--- WHAT IS REQUIRED ---
Write the next part of the court opinion on IEI's motion to amend its complaint against ETG, starting right after its last sentence.

From Casetext: Smarter Legal Research

IEI Inc. v. ETG Capital LLC

United States District Court, S.D. New York
Apr 22, 2022
19-CV-5049 (ALC) (JLC) (S.D.N.Y. Apr. 22, 2022)

Opinion

19-CV-5049 (ALC) (JLC)

04-22-2022

IEI INC., Plaintiff, v. ETG CAPITAL LLC, Defendant.


OPINION AND ORDER

JAMES L. COTT, United States Magistrate Judge.

IEI Inc. (“IEI”) brought this action against ETG Capital LLC (“ETG”) alleging breach of contract. After Judge Carter denied IEI's motion for summary judgment and permitted the parties to engage in further discovery, IEI moved to amend its complaint to include a claim it calls “Breach of Settlement Agreement.” Because the proposed amendment is neither unduly prejudicial nor futile, the motion is granted.

“While the proper classification as dispositive or non-dispositive of a motion for leave to file an amended complaint is not settled within the Second Circuit, the weight of authority within this Circuit classifies a motion to amend a pleading as non-dispositive.” Trombetta v. Novocin, No. 18-CV-993 (RA), 2021 WL 6052198, at *6 (S.D.N.Y. Dec. 21, 2021), reconsideration denied, No. 18-CV-993 (RA), 2022 WL 280986 (Jan. 31, 2022) (internal quotations and citations omitted); see also Fielding v. Tollaksen, 510 F.3d 175, 178 (2d Cir. 2007) (identifying “a motion to amend the complaint” as an example of a “nondispositive motion[ ]”); Shukla v. Deloitte Consulting LLP, No. 19-CV-10578 (AJN) (SDA), 2020 WL 8512852, at *6 n.9 (S.D.N.Y. Nov. 17, 2020), adopted by, 2021 WL 1131507 (S.D.N.Y. Mar. 24, 2021) (collecting cases); MPI Tech A/S v. Int'l Bus. Machines Corp., No. 15-CV-4891 (LGS) (DCF), 2017 WL 481444, at *3 (S.D.N.Y. Feb. 6, 2017) (collecting cases). Thus, consistent with Judge Carter's order of referral (Dkt. No. 14) for “non-dispositive pretrial motions, ” there is ample authority for me to decide this motion, rather than to issue a report and recommendation. Kraiem v. JonesTrading Institutional Servs. LLC, No. 19-CV-05160 (ALC) (SDA), 2021 WL 5294066, at *4 n.5 (S.D.N.Y. Nov. 12, 2021).

--- MATERIAL PROVIDED ---
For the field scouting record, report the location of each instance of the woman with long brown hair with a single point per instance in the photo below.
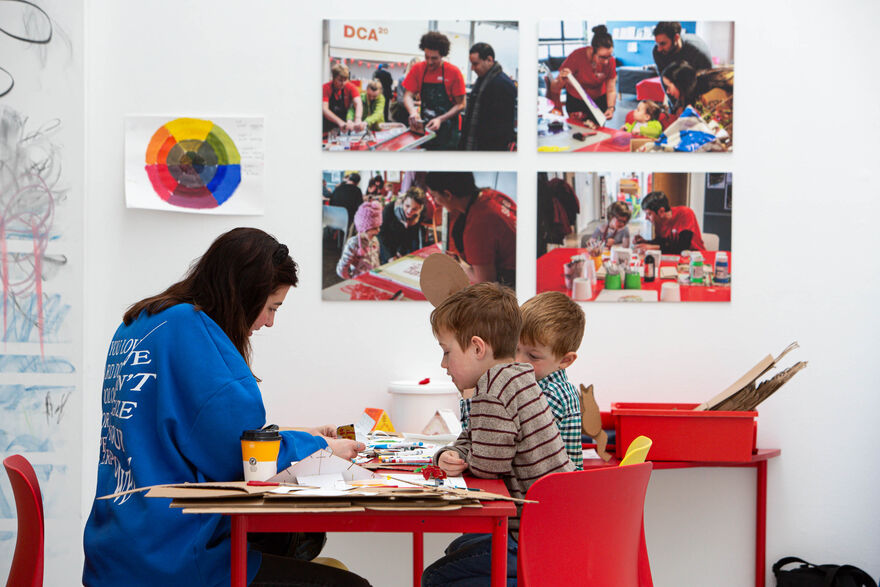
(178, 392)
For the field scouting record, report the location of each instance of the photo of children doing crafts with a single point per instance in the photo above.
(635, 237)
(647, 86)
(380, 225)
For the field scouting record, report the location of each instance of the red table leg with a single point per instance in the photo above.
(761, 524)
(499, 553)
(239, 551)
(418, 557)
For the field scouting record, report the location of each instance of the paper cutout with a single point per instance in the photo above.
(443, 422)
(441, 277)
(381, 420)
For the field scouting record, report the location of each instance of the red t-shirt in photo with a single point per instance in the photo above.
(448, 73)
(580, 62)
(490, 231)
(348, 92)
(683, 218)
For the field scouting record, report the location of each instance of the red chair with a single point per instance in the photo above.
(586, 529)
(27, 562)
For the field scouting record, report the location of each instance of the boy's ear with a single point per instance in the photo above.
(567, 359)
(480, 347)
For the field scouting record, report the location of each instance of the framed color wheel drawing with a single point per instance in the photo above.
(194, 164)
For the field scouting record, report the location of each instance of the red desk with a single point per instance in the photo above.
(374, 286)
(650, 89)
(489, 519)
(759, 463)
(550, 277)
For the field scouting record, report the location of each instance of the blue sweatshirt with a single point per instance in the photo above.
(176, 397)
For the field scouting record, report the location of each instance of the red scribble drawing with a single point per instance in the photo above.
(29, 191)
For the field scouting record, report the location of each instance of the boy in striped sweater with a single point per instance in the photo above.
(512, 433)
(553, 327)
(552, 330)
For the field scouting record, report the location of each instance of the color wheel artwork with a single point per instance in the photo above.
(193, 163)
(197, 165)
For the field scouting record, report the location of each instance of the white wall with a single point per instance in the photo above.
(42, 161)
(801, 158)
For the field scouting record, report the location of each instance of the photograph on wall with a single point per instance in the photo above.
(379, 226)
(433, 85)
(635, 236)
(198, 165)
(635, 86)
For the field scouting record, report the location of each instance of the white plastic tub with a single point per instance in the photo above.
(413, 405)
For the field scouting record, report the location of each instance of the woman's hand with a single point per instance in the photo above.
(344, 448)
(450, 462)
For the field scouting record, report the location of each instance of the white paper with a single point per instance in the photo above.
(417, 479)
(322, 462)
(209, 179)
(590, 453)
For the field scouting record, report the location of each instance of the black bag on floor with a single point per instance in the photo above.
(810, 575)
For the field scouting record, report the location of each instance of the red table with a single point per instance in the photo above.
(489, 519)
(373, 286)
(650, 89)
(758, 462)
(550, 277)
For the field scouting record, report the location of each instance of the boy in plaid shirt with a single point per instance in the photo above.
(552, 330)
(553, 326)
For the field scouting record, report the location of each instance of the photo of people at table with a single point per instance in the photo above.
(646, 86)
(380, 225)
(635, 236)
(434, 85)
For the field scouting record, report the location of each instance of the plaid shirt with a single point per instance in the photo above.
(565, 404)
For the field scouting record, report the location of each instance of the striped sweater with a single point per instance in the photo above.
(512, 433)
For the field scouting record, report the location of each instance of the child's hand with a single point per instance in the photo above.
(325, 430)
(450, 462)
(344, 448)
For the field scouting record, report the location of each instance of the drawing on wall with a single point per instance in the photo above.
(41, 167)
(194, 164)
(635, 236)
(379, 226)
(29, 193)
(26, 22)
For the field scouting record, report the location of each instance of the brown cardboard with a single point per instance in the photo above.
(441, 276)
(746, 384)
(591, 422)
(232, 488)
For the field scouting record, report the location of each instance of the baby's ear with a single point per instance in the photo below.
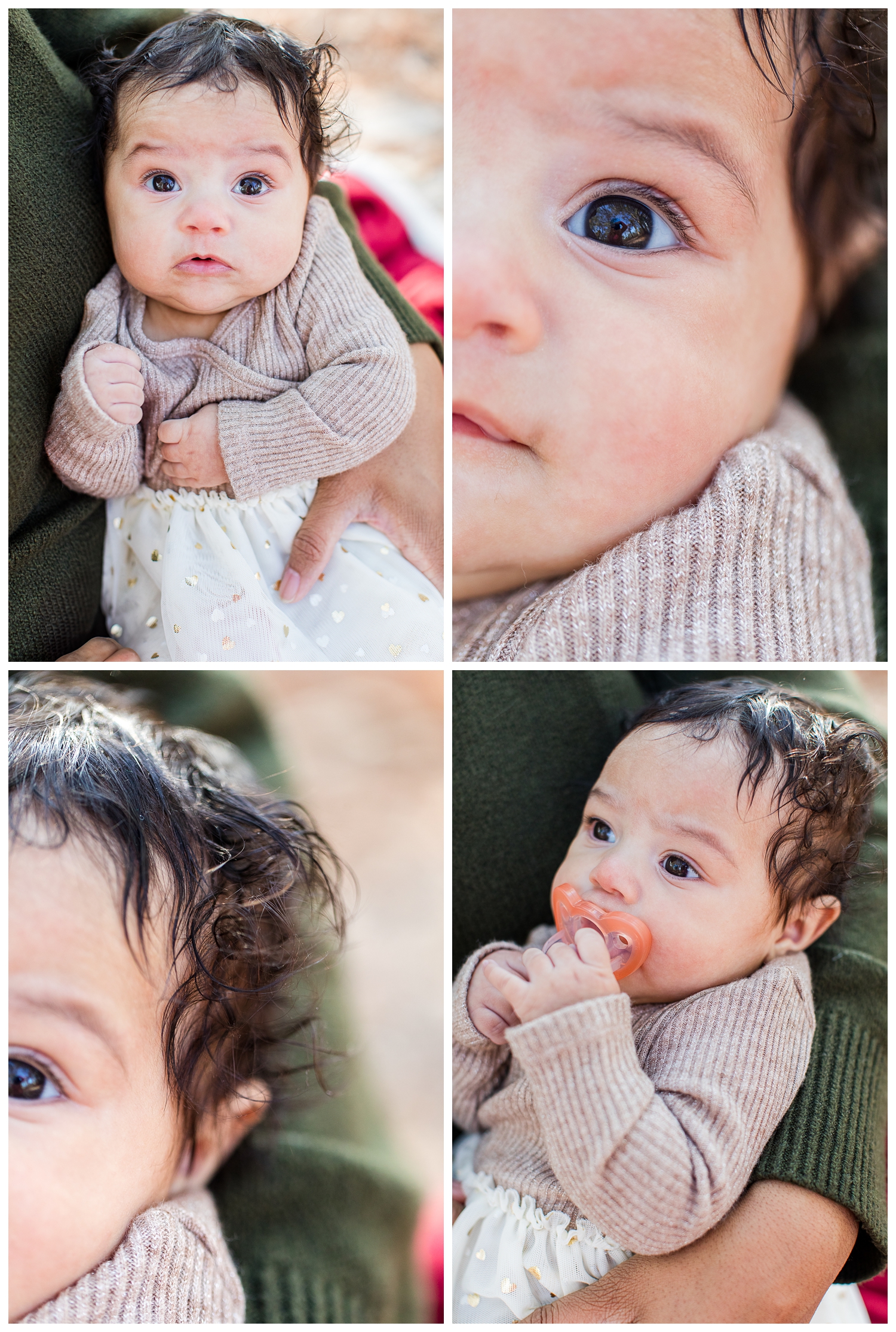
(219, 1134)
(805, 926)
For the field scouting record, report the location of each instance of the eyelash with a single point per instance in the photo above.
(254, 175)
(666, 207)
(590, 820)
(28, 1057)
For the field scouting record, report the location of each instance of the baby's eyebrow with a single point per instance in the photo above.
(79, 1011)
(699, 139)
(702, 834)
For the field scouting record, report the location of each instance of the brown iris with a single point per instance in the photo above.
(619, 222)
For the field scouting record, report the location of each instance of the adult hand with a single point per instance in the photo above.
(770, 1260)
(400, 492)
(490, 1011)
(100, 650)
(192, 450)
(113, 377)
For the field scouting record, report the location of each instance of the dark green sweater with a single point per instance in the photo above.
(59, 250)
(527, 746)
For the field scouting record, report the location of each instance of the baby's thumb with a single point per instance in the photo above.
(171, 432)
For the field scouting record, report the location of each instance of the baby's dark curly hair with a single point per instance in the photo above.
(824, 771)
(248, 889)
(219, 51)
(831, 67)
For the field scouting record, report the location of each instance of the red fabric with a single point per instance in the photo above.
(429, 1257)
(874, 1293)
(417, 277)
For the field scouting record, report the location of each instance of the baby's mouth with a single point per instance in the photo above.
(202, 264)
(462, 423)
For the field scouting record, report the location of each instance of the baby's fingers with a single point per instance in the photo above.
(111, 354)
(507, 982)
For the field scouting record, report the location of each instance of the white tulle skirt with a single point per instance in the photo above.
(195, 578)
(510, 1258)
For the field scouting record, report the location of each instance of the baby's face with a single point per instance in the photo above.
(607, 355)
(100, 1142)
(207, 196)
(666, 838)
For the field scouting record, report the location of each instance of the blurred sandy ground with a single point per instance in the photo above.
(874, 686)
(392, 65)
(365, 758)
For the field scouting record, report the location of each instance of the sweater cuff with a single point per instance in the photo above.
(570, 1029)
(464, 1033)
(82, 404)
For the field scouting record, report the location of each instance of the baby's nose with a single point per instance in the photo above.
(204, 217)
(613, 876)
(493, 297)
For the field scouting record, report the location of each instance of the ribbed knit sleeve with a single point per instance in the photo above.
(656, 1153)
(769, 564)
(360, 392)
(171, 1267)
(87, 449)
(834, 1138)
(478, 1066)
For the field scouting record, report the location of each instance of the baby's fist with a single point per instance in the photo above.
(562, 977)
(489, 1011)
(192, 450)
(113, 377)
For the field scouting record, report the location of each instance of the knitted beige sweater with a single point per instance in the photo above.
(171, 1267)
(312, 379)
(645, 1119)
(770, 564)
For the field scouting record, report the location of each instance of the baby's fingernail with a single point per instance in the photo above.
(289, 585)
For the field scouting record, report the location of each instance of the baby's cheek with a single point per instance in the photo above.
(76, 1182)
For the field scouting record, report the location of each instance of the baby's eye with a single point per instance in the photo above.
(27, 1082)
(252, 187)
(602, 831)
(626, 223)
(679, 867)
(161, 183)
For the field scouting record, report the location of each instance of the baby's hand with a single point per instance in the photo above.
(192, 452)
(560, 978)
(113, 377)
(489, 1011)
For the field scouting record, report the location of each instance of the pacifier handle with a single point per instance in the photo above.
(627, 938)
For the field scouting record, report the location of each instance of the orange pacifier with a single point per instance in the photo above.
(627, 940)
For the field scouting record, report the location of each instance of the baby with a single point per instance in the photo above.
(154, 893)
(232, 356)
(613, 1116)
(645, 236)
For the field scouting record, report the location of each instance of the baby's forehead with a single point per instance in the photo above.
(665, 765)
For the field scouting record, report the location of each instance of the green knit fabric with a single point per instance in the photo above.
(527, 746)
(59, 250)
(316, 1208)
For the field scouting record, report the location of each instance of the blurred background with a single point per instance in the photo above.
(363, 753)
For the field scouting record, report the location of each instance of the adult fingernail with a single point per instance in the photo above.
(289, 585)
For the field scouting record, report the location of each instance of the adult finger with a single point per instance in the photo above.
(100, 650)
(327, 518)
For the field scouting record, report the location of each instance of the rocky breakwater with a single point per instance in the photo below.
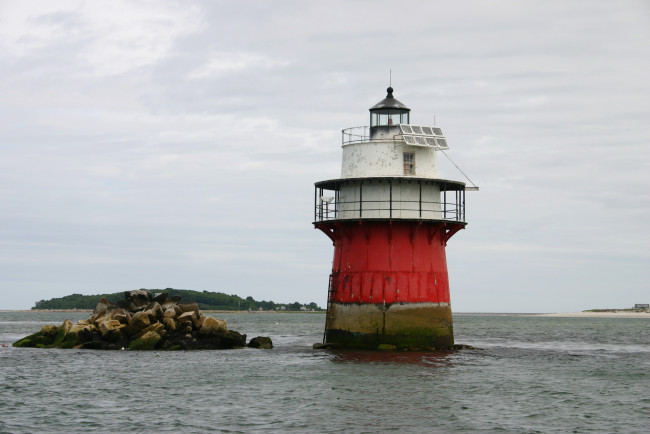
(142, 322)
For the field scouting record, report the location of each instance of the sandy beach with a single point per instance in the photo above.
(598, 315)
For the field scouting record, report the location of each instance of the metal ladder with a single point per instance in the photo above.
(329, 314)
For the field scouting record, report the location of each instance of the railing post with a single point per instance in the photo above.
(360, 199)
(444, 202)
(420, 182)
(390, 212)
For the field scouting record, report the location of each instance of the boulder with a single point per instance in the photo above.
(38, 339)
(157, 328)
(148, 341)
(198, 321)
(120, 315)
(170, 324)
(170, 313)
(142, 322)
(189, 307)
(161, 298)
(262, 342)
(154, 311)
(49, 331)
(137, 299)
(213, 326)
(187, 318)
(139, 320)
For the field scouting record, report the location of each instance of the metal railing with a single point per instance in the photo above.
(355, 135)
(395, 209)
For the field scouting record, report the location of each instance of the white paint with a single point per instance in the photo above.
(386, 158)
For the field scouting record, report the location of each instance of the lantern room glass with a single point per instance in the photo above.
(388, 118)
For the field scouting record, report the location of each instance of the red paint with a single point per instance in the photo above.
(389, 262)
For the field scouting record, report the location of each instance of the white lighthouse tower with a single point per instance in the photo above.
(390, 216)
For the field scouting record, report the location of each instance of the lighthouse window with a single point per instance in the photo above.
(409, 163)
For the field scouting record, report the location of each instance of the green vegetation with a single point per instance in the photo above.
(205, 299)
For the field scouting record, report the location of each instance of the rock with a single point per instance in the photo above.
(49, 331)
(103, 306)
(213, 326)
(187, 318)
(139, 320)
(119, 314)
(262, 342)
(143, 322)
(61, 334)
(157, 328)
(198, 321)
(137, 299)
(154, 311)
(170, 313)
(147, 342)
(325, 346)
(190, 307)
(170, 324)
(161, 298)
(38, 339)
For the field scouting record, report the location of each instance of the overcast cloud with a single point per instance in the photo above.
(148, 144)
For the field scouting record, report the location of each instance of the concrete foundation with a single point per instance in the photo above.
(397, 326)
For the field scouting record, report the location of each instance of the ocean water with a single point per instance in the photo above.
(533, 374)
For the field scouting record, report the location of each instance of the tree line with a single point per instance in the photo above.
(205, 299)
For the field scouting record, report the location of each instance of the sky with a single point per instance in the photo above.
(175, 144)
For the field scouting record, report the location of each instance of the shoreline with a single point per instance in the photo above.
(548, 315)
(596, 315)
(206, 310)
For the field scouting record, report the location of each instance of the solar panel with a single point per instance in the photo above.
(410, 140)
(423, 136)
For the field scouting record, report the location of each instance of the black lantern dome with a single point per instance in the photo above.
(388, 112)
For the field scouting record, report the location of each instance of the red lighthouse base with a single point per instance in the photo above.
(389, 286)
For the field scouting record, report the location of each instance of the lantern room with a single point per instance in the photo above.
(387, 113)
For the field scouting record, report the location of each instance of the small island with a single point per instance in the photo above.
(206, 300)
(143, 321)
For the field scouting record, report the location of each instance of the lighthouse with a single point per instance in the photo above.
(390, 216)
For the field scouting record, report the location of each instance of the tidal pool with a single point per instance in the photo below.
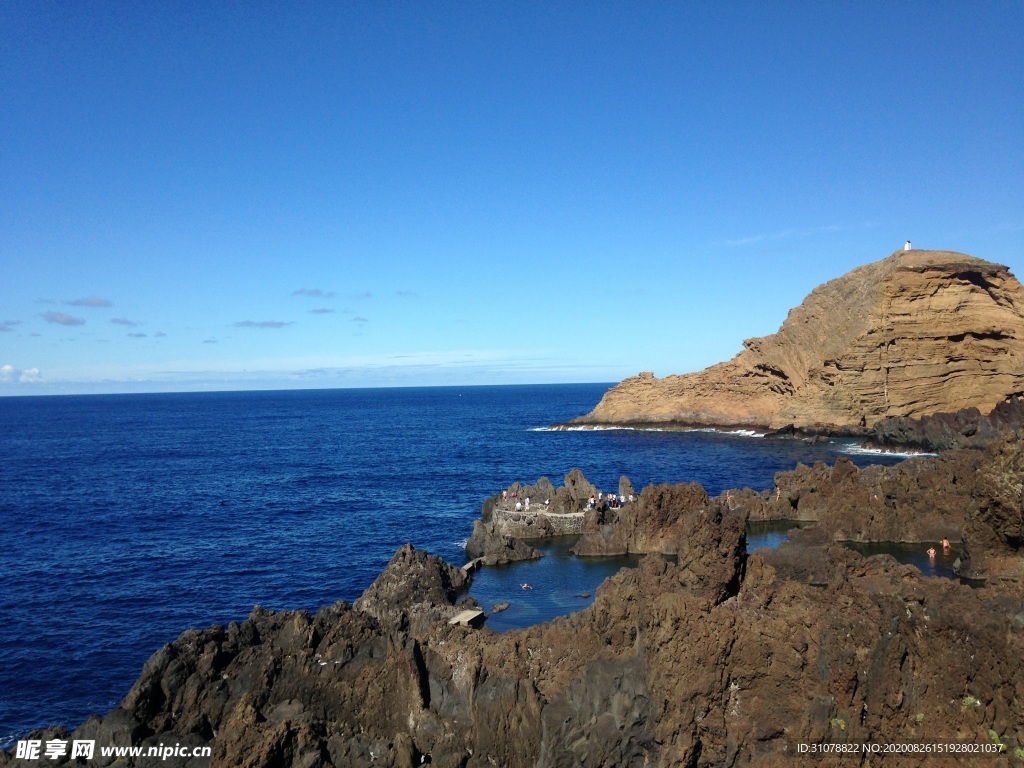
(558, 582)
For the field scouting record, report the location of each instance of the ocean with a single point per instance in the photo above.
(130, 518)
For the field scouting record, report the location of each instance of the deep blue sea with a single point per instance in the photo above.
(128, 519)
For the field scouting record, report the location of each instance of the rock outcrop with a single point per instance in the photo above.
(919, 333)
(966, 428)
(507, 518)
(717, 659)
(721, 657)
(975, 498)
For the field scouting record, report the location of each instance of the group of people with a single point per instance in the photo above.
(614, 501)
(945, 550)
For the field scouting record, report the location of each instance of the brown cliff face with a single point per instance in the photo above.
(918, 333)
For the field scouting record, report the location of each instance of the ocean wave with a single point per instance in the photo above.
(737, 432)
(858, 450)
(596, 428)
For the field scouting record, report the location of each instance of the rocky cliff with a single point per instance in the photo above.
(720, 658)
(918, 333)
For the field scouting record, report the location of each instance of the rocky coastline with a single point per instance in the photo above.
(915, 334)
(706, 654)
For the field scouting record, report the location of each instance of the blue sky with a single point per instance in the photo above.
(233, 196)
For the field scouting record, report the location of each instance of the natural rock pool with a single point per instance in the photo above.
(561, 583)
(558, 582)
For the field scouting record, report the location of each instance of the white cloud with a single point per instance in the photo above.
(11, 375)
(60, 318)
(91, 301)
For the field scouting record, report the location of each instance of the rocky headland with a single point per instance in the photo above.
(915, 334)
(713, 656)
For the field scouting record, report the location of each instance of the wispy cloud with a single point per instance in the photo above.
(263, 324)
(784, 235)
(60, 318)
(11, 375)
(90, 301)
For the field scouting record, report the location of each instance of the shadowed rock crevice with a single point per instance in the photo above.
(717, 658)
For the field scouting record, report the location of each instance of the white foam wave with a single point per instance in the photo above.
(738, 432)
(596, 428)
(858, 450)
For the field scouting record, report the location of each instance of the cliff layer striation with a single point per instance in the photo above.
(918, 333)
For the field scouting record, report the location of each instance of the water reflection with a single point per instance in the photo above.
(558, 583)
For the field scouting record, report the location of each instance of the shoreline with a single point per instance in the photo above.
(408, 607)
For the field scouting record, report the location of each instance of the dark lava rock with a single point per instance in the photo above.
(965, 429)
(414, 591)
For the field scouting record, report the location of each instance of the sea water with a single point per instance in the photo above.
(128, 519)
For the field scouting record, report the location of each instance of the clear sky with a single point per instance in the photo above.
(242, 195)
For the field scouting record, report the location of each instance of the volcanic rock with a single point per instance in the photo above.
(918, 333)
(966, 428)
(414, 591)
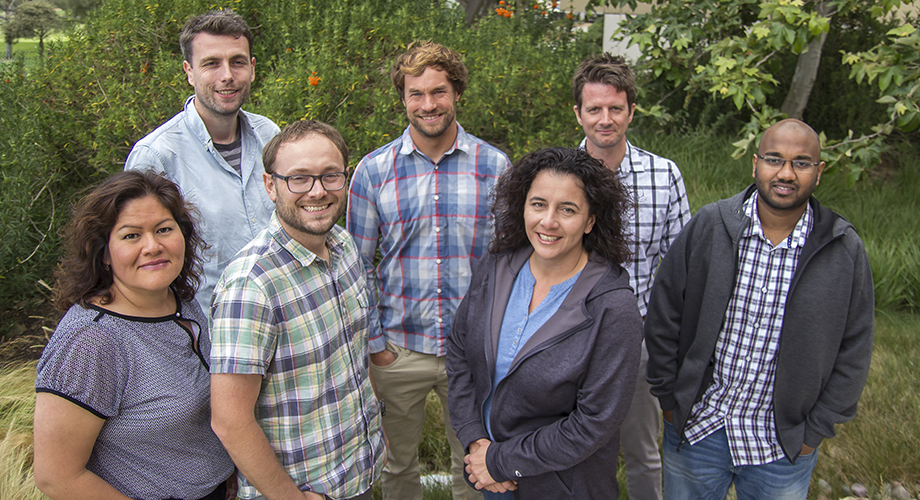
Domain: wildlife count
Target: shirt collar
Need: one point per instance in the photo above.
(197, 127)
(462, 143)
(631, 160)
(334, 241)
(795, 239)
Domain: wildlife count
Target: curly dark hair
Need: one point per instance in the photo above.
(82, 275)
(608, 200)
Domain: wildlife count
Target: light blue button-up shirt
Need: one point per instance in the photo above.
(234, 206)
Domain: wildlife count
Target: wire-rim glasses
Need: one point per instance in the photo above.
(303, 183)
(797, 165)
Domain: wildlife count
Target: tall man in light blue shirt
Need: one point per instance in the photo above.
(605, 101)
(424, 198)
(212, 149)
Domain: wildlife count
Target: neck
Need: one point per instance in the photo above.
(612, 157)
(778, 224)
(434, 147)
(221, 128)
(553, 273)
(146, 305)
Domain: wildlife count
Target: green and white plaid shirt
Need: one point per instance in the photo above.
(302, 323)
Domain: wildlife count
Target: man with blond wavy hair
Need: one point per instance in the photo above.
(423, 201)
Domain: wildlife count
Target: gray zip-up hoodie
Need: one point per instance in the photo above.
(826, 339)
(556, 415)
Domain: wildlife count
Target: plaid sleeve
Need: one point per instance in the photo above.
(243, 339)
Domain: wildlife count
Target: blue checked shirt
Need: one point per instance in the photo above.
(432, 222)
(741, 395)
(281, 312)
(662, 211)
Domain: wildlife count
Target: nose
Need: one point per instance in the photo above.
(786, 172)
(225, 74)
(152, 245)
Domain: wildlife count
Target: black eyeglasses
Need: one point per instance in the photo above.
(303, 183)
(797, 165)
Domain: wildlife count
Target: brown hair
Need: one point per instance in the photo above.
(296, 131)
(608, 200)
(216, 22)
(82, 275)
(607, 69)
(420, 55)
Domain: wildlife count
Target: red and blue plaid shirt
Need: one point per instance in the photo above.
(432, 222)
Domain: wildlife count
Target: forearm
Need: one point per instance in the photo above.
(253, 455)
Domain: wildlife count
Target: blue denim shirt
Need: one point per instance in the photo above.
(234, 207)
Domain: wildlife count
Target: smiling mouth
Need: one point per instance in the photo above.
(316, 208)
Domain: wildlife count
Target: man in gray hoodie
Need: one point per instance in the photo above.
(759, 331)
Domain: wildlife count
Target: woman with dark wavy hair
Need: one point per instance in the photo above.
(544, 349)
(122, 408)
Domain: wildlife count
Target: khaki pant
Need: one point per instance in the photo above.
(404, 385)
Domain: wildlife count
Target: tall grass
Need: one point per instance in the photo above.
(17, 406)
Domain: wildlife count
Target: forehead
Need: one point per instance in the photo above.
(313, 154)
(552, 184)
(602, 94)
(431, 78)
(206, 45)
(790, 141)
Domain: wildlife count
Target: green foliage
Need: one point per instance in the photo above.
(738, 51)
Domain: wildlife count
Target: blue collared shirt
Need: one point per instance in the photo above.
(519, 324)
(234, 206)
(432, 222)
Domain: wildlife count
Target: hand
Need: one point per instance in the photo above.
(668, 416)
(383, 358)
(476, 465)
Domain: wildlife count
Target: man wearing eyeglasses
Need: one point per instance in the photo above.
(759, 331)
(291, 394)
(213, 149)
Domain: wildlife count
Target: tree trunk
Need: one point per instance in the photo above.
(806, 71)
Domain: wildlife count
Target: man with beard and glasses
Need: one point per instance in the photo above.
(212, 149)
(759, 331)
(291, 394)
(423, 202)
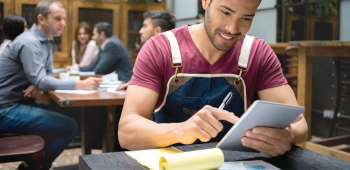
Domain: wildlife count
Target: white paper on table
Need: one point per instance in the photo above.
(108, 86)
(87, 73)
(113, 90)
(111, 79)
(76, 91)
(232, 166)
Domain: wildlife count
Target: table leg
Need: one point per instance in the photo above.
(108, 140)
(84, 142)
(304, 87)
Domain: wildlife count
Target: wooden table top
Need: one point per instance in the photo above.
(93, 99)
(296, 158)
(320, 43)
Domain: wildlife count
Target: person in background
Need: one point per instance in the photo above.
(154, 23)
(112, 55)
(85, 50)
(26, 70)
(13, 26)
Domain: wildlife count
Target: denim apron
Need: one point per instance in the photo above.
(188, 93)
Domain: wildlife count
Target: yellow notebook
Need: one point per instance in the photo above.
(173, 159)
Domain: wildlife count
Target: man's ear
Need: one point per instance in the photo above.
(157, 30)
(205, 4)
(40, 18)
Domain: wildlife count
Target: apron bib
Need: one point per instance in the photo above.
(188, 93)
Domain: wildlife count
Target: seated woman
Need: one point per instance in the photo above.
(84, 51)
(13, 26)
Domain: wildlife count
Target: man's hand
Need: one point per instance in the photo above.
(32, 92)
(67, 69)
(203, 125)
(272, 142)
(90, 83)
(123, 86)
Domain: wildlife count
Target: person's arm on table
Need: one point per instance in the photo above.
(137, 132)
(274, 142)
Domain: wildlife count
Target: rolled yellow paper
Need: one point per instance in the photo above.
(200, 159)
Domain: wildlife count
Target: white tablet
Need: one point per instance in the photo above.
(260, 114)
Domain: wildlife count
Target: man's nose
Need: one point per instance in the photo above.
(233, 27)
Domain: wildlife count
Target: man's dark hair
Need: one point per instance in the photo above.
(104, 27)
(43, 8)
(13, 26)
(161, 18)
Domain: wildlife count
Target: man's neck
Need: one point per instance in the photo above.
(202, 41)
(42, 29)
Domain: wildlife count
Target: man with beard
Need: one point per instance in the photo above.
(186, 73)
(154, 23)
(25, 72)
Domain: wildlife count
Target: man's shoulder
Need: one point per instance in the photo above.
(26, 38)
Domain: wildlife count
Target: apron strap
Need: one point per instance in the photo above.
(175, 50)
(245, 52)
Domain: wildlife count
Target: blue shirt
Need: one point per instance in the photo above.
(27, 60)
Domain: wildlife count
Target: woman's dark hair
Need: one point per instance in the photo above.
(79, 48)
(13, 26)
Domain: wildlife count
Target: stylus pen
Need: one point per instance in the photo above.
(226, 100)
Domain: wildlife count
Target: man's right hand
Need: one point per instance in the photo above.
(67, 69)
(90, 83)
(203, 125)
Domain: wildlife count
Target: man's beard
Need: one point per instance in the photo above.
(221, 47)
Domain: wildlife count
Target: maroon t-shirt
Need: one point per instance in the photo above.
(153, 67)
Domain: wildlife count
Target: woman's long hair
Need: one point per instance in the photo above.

--- WRITTEN REPLY ---
I. BACKGROUND

On May 30, 2019, IEI filed a one-count Complaint against ETG, in which it alleged breach of contract. Complaint (“Compl.”), Dkt. No. 1, at ¶¶ 9-10. The parties engaged in discovery until August 31, 2020, and on October 19, 2020, IEI moved for summary judgment. Motion for Summary Judgment, Dkt. No. 34. In its opposition to the motion, ETG raised the defense that IEI had failed to satisfy a condition precedent to the parties' 2018 Settlement Agreement. See Dkt. No. 40. On January 27, 2021, Judge Carter denied without prejudice the motion for summary judgment and concluded that IEI was entitled to discovery on the condition precedent defense. Dkt. No. 56.

Pursuant to this Court's order, additional discovery regarding the defense ended on March 23, 2021, and an unsuccessful settlement conference was held on May 5, 2021. See Dkt. No. 60. On September 15, 2021, upon prompting from the undersigned, IEI advised the Court that it intended to submit a pre-conference letter in advance of filing a motion to amend its complaint. Dkt. No. 63. IEI subsequently moved to amend its complaint on October 13, 2021 to add the claim of Breach of Settlement Agreement. Motion to Amend the Complaint, Dkt. No. 69; Declaration of Jon L. Swergold dated October 13, 2021 (“Swergold Decl.”), Dkt. No. 70; Memorandum of Law in Support of the Motion to Amend (“Pl. Mem.”), Dkt. No. 71. On October 20, 2021, ETG filed its opposition. Memorandum of Law in Opposition to the Motion to Amend (“Def. Opp.”), Dkt. No. 72; Declaration of Leo L. Esses, Esq., dated October 20, 2021 (“Esses Decl.”), Dkt. No. 73. IEI filed a reply on October 25, 2021. Reply Memorandum of Law in Support of the Motion to Amend (“Rep. Mem.”), Dkt. No. 74. Familiarity with the underlying facts of the case, including the relevant background for the proposed amended complaint, is assumed and will not be summarized here. See generally Pl. Mem. at 2.

II. DISCUSSION

A motion to amend is governed by Federal Rule of Civil Procedure 15, which provides that leave to amend a pleading should be freely granted “when justice so requires.” Fed.R.Civ.P. 15(a)(2). “Under this liberal standard, a motion to amend should be denied only if the moving party has unduly delayed or acted in bad faith, the opposing party will be unfairly prejudiced if leave is granted, or the proposed amendment is futile.” Agerbrink v. Model Service LLC, 155 F.Supp.3d 448, 452 (S.D.N.Y. 2016) (citing Foman v. Davis, 371 U.S. 178, 182 (1962)).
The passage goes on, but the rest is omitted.